## What you have to do
Carry on the methods passage on differential expression and gene ontology analysis, starting directly after its final sentence.

## Text passage
▬▬▬▬▬▬

Results of featureCounts were combined into a single csv file and analyzed with DESeq2¹⁰⁴ in R under the default settings. Comparison of respective induced and mock samples of a genotype were run through the lfcShrink function to account for the log fold change standard error across the samples using type = “ashr”¹⁰⁵, shrinking the Log2 fold change values. Differentially expressed genes (DEGs) were determined using DESeq2, comparing induced genotypes to their respective mock control. Significant DEGs were identified as having ≥ 2 or ≤ -2fold change in expression levels, and a q-value ≤ 0.1. Significant DEGs were then referenced to bound genes identified as part of the ChIP-seq analysis to identify true targets. Data was plotted using the ggplot2 package⁹⁴ in R.

Gene ontology analysis

Gene ontology analysis was performed as in¹⁰⁶. In brief, a custom wrapper around the topGO package version 2.54.0¹⁰⁷ was run on upregulated or downregulated direct targets for PHB specific, CNA specific and mutual targets. The gene universe was all detected transcripts in the RNA-Seq dataset. Packages were obtained from CRAN or Bioconductor version 3.7¹⁰⁸. The complete output of gene ontology terms can be found in Supplementary Data 6.

▬▬▬▬▬▬

## Available data
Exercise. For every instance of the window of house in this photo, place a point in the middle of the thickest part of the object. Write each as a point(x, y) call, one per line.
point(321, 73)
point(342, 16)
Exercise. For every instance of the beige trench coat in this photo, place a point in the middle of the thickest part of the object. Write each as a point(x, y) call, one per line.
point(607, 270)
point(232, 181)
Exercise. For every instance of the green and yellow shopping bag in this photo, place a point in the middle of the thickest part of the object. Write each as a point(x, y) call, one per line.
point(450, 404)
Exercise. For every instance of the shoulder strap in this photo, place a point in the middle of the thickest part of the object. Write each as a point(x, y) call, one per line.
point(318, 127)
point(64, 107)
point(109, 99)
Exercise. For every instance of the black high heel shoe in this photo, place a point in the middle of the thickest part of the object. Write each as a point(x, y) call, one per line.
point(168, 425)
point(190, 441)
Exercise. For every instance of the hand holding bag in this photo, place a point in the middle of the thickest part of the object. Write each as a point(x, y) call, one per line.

▬▬▬▬▬▬

## Answer to this task
qRT-PCR

cDNA was generated from 500 ng total RNA from 24 hr post-induced seedlings SuperScriptIV Reverse Transcriptase kit (ThermoFisher). cDNA was diluted 1:1 with dH2O and prepared in a 20ul volume (10ul of SsoAdvanced Universal SYBR Green Supermix (Bio-Rad), 8ul of dH2O, 1ul of cDNA, and 1ul of a 10uM mixture of the appropriate forward and reverse primer). Ct values were measured using a Eppendorf Mastercycler RealPlex² with 40 cycles. Averaged Ct values of the technical replicates were normalized ACTIN 2 (ACT2) by subtracting the averaged Ct value of ACT2. Relative expression levels normalized to ACT2 were calculated with the formula: 2 ^{(-1 x normalized value)}. Data was plotted with Graphpad (Prism).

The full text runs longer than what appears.